Exercise objective | Please reproduce word for word every line in the records below, from the one containing "Could you kindly tag the roof" down to the one containing "column 96, row 224", both included.

____________

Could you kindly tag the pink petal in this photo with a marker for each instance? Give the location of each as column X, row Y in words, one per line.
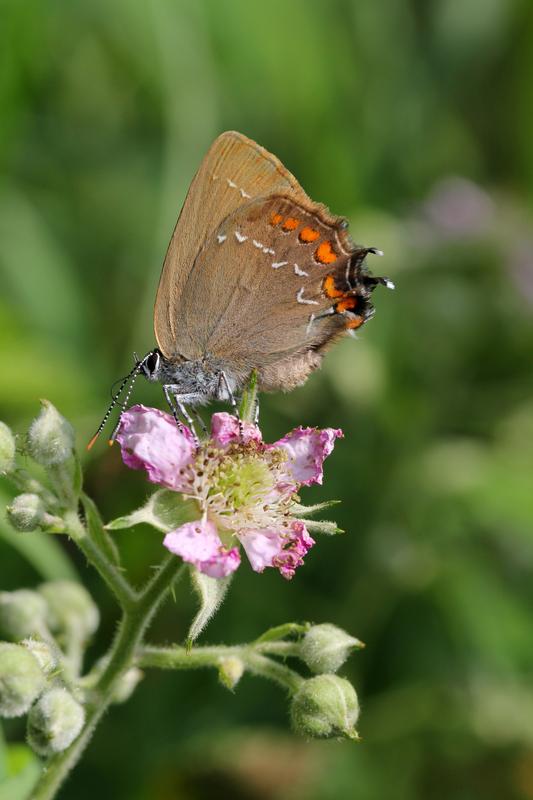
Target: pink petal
column 261, row 546
column 198, row 543
column 307, row 449
column 151, row 440
column 225, row 430
column 284, row 550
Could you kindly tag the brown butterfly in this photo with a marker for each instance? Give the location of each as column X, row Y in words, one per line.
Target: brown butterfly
column 257, row 276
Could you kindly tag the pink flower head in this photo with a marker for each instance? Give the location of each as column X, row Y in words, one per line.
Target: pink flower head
column 151, row 440
column 245, row 489
column 307, row 449
column 199, row 544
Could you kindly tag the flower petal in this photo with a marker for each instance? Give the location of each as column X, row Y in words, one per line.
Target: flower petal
column 307, row 448
column 198, row 543
column 284, row 550
column 261, row 546
column 226, row 429
column 151, row 440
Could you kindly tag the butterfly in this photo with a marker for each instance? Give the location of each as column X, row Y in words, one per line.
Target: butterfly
column 257, row 278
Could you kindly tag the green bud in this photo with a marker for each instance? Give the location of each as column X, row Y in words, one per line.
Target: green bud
column 22, row 613
column 54, row 722
column 21, row 680
column 325, row 706
column 7, row 449
column 44, row 654
column 126, row 685
column 325, row 648
column 51, row 437
column 70, row 608
column 230, row 671
column 26, row 512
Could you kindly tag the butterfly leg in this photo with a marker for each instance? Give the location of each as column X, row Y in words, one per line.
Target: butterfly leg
column 175, row 403
column 224, row 380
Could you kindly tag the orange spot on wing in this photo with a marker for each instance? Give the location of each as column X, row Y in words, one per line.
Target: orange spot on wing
column 325, row 253
column 348, row 304
column 354, row 323
column 290, row 224
column 329, row 288
column 308, row 235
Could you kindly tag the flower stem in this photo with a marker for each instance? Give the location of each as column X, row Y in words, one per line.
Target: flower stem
column 255, row 662
column 133, row 626
column 124, row 593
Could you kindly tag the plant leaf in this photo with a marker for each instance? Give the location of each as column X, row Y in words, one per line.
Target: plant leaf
column 211, row 593
column 322, row 526
column 24, row 769
column 306, row 511
column 43, row 551
column 97, row 530
column 164, row 510
column 282, row 631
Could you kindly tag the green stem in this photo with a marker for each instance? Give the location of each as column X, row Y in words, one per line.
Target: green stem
column 133, row 626
column 125, row 594
column 255, row 662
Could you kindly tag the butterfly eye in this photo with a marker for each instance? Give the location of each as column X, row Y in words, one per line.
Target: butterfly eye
column 150, row 365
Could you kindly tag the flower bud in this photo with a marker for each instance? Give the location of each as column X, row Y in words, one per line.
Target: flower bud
column 44, row 654
column 21, row 680
column 230, row 671
column 22, row 613
column 7, row 449
column 54, row 722
column 325, row 648
column 51, row 437
column 26, row 512
column 70, row 608
column 325, row 706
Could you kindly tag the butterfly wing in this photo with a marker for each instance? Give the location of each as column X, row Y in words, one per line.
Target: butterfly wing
column 235, row 171
column 255, row 291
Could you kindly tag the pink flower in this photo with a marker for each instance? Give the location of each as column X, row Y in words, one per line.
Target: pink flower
column 244, row 488
column 307, row 449
column 199, row 544
column 151, row 440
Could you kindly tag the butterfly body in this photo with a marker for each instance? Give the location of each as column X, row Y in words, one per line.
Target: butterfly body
column 257, row 278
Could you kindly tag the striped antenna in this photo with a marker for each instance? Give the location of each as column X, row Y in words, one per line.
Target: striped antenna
column 132, row 377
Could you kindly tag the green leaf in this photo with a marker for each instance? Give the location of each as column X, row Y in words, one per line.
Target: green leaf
column 24, row 769
column 211, row 593
column 43, row 551
column 282, row 631
column 322, row 526
column 249, row 400
column 165, row 510
column 306, row 511
column 97, row 531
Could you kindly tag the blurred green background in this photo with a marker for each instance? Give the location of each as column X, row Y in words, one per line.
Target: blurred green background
column 415, row 120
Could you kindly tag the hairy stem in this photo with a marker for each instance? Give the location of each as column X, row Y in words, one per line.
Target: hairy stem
column 122, row 656
column 251, row 656
column 124, row 593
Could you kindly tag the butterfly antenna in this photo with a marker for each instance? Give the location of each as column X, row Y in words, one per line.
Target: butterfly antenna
column 132, row 377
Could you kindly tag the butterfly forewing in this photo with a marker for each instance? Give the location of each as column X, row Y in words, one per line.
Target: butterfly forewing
column 256, row 288
column 234, row 172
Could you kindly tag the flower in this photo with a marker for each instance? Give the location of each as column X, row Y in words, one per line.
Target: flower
column 245, row 490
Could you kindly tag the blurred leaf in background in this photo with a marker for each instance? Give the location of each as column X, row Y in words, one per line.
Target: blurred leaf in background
column 416, row 121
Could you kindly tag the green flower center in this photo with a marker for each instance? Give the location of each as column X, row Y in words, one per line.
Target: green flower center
column 242, row 480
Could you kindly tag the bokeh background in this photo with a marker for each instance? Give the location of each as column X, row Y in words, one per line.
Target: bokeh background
column 415, row 120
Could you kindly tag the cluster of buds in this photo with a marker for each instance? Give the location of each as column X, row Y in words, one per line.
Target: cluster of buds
column 47, row 629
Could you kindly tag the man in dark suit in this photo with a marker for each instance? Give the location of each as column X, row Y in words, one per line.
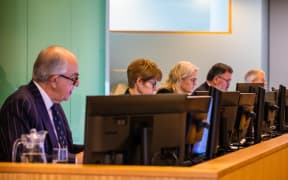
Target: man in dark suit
column 55, row 74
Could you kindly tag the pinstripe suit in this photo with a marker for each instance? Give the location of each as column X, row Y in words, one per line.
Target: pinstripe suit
column 24, row 110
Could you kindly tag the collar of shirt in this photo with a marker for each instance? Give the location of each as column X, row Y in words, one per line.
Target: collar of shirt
column 47, row 100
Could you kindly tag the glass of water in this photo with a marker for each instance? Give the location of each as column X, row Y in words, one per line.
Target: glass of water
column 60, row 155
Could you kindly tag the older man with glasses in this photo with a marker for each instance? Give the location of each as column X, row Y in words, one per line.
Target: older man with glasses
column 219, row 76
column 36, row 105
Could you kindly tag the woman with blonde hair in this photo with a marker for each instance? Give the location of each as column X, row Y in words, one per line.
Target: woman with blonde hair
column 182, row 79
column 143, row 75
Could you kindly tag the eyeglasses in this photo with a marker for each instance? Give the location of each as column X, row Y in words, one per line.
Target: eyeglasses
column 227, row 80
column 153, row 83
column 74, row 80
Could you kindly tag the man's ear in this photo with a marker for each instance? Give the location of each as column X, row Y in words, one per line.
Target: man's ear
column 52, row 80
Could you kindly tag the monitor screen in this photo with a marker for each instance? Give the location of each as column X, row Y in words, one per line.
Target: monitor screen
column 221, row 118
column 245, row 116
column 146, row 129
column 271, row 109
column 248, row 87
column 281, row 117
column 257, row 88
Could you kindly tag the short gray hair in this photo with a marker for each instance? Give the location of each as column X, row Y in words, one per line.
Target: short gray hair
column 50, row 61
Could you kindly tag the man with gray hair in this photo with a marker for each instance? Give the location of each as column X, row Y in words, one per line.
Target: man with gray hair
column 55, row 74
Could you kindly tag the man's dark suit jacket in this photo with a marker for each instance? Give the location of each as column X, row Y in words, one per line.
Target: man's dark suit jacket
column 24, row 110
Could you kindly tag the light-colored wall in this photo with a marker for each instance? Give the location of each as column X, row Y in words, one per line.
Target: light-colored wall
column 244, row 49
column 278, row 39
column 27, row 26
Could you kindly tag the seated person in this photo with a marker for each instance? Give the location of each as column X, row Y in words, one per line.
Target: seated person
column 143, row 75
column 219, row 76
column 182, row 79
column 255, row 76
column 55, row 75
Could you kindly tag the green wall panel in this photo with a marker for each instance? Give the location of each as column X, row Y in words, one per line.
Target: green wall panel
column 13, row 54
column 27, row 26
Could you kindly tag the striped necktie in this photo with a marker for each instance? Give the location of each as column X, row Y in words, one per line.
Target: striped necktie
column 59, row 126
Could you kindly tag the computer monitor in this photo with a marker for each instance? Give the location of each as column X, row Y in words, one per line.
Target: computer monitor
column 271, row 110
column 142, row 129
column 256, row 127
column 248, row 87
column 245, row 116
column 283, row 109
column 222, row 118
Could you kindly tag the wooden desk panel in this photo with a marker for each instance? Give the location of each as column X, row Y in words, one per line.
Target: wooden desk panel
column 266, row 160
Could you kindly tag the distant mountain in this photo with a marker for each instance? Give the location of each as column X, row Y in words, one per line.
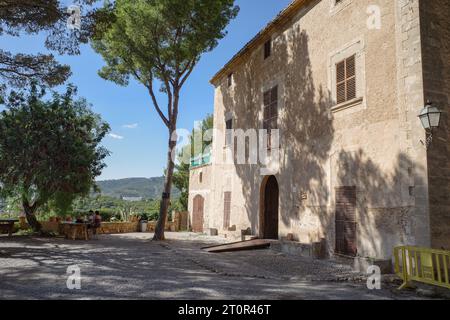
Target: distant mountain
column 148, row 188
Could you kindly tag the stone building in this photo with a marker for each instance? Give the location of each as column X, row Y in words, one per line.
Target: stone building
column 343, row 82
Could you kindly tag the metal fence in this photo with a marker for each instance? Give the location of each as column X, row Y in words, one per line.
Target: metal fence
column 424, row 265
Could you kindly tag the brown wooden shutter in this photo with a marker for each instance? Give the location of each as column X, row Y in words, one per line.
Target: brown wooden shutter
column 270, row 113
column 346, row 80
column 350, row 70
column 227, row 210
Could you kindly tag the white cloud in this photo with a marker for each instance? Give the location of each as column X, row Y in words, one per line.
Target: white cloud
column 130, row 126
column 115, row 136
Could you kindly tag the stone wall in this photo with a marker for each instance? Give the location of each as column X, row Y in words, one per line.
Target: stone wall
column 373, row 144
column 435, row 30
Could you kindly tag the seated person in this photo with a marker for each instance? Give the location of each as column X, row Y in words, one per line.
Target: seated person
column 97, row 222
column 79, row 219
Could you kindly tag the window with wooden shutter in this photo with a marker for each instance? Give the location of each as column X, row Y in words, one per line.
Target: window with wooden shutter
column 228, row 132
column 267, row 49
column 227, row 210
column 346, row 80
column 230, row 79
column 270, row 113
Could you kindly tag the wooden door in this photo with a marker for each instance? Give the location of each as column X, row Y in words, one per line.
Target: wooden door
column 197, row 215
column 226, row 210
column 346, row 221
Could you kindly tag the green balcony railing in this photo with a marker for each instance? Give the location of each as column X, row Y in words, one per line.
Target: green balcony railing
column 201, row 160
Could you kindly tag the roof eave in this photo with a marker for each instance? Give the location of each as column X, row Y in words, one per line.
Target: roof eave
column 284, row 16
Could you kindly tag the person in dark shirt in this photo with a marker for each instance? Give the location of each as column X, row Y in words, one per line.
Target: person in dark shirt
column 96, row 224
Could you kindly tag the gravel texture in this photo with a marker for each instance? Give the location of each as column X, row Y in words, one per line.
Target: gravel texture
column 130, row 266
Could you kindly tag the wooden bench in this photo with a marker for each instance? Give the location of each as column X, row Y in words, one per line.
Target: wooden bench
column 7, row 225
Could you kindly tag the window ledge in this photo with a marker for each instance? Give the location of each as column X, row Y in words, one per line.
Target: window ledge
column 347, row 104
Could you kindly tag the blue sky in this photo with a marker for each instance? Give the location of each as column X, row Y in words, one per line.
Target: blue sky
column 139, row 139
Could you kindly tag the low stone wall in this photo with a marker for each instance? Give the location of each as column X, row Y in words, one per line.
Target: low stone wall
column 118, row 227
column 179, row 223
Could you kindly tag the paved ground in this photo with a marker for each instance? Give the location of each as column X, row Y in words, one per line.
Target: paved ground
column 133, row 267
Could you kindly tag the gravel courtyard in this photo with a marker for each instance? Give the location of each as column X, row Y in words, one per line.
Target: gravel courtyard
column 130, row 266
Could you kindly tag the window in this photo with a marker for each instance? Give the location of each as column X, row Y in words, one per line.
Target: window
column 267, row 49
column 346, row 80
column 270, row 113
column 226, row 209
column 228, row 132
column 230, row 80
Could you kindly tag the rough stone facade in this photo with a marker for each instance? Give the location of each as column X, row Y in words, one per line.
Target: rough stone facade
column 372, row 143
column 435, row 30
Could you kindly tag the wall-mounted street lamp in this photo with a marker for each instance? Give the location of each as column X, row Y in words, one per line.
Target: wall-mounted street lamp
column 430, row 117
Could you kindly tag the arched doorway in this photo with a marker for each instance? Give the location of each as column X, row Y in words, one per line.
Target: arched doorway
column 197, row 214
column 269, row 208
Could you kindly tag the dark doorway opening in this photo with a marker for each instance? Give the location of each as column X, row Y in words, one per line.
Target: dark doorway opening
column 346, row 221
column 269, row 211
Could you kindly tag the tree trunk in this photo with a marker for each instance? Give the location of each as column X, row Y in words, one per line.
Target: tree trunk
column 165, row 202
column 31, row 217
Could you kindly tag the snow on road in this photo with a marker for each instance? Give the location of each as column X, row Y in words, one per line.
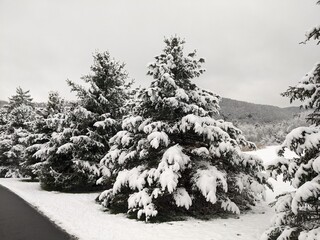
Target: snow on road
column 79, row 215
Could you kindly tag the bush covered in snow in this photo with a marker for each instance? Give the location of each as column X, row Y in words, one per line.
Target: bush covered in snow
column 171, row 155
column 16, row 124
column 298, row 212
column 80, row 139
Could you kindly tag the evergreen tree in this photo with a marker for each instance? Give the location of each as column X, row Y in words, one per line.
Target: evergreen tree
column 171, row 155
column 17, row 122
column 298, row 212
column 42, row 128
column 21, row 98
column 81, row 139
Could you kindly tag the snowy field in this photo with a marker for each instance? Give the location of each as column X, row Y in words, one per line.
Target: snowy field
column 80, row 216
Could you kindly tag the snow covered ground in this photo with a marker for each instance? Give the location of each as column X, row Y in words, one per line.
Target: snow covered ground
column 80, row 216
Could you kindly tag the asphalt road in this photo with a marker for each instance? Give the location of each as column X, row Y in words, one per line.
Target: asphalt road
column 19, row 221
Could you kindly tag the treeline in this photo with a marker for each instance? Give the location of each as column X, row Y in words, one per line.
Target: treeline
column 274, row 133
column 157, row 151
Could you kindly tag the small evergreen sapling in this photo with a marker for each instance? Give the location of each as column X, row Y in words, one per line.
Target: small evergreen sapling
column 16, row 124
column 171, row 155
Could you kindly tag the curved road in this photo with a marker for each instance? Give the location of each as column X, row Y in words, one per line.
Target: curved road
column 19, row 221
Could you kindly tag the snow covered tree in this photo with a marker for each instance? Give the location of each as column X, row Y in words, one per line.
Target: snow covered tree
column 172, row 156
column 298, row 212
column 69, row 159
column 42, row 128
column 21, row 98
column 17, row 121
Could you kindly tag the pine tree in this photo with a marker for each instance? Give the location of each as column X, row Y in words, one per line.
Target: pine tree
column 21, row 98
column 17, row 122
column 171, row 156
column 42, row 128
column 298, row 212
column 81, row 139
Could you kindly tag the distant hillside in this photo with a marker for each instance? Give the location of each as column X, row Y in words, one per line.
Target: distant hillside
column 243, row 112
column 233, row 110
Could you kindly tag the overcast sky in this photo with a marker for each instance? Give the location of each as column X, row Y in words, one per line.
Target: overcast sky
column 251, row 47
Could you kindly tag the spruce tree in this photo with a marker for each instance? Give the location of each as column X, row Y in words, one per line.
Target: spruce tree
column 83, row 131
column 171, row 155
column 298, row 212
column 17, row 119
column 42, row 128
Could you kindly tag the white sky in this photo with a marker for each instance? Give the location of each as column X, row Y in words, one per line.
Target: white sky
column 251, row 47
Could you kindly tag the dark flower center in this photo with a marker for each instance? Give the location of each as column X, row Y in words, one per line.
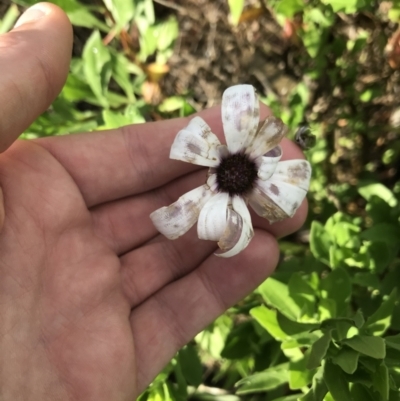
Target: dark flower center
column 236, row 174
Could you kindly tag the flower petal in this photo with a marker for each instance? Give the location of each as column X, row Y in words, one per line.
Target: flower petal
column 268, row 137
column 240, row 111
column 295, row 172
column 213, row 216
column 276, row 200
column 268, row 163
column 238, row 231
column 176, row 219
column 196, row 144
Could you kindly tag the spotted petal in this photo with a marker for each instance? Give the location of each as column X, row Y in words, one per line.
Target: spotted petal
column 268, row 137
column 295, row 172
column 240, row 114
column 268, row 163
column 239, row 230
column 196, row 144
column 212, row 218
column 276, row 200
column 176, row 219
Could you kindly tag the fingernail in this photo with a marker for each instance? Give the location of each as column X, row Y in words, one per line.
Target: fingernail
column 31, row 14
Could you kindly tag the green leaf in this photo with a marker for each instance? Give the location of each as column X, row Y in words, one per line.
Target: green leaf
column 268, row 319
column 380, row 320
column 320, row 242
column 120, row 72
column 382, row 232
column 361, row 393
column 9, row 18
column 336, row 382
column 347, row 359
column 302, row 293
column 338, row 278
column 235, row 8
column 318, row 389
column 299, row 375
column 241, row 341
column 276, row 294
column 367, row 345
column 318, row 350
column 393, row 341
column 264, row 381
column 379, row 190
column 191, row 365
column 121, row 10
column 97, row 66
column 348, row 6
column 291, row 328
column 380, row 382
column 289, row 8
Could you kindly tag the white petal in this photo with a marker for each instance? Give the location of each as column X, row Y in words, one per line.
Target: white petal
column 240, row 114
column 196, row 144
column 212, row 182
column 176, row 219
column 268, row 163
column 276, row 200
column 239, row 230
column 213, row 216
column 295, row 172
column 268, row 137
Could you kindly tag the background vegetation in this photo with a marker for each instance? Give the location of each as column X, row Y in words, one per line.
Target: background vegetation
column 326, row 326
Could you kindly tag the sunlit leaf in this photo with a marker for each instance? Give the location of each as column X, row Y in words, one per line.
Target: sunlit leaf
column 367, row 345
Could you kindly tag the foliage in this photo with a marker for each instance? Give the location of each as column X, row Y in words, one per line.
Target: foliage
column 326, row 325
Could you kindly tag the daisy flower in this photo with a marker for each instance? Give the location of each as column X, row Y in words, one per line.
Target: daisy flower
column 245, row 171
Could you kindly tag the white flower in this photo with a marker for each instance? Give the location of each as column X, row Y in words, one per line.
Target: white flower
column 245, row 171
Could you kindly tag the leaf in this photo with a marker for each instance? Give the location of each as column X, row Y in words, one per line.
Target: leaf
column 320, row 242
column 97, row 66
column 361, row 393
column 380, row 382
column 268, row 319
column 338, row 278
column 379, row 190
column 382, row 232
column 318, row 389
column 235, row 8
column 191, row 366
column 291, row 328
column 302, row 293
column 367, row 345
column 348, row 6
column 289, row 8
column 393, row 341
column 336, row 382
column 318, row 350
column 299, row 375
column 379, row 321
column 240, row 342
column 121, row 10
column 9, row 18
column 264, row 381
column 347, row 359
column 276, row 294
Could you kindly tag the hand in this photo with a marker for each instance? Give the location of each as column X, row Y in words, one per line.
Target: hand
column 93, row 302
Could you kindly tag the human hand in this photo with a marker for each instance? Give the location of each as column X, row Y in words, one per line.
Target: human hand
column 93, row 301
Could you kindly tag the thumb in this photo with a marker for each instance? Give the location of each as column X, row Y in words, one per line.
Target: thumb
column 34, row 62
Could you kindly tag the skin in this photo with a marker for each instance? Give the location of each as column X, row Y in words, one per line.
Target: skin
column 93, row 301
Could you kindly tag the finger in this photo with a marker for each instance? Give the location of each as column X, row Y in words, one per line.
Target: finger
column 34, row 61
column 109, row 165
column 172, row 317
column 125, row 224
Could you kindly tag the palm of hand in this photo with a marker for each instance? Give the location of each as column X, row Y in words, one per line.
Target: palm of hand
column 62, row 285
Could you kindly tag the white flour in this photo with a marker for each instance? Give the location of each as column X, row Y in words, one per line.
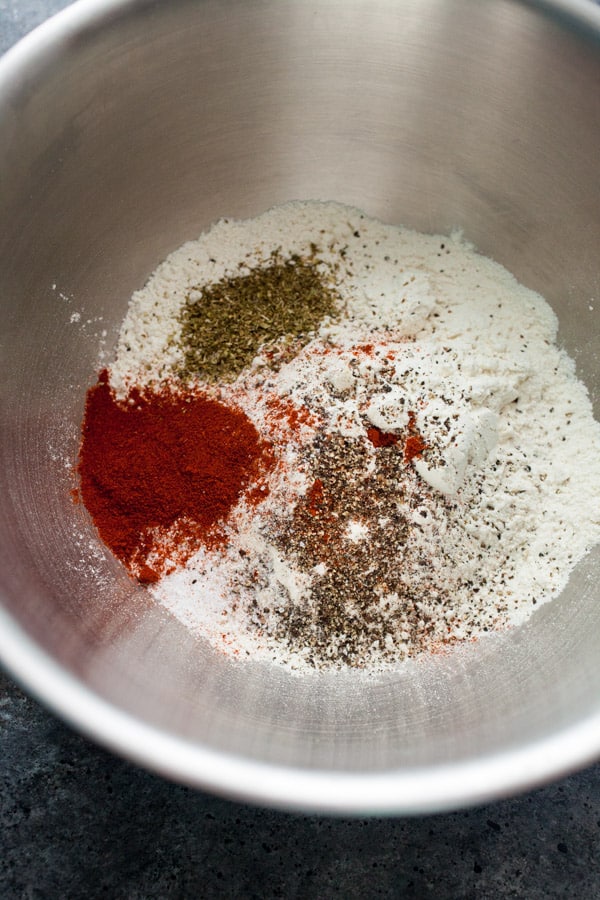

____________

Solution to the exercise |
Could you kindly tag the roof eave in this photo with a marker for each instance? Give the location of each as column X, row Y in words, one per line.
Target: roof eave
column 284, row 16
Could you kindly tag the person in dark shirt in this photo with a marker for each instance? Give the location of each as column X, row Y in words, one per line.
Target: person in dark shirt
column 96, row 224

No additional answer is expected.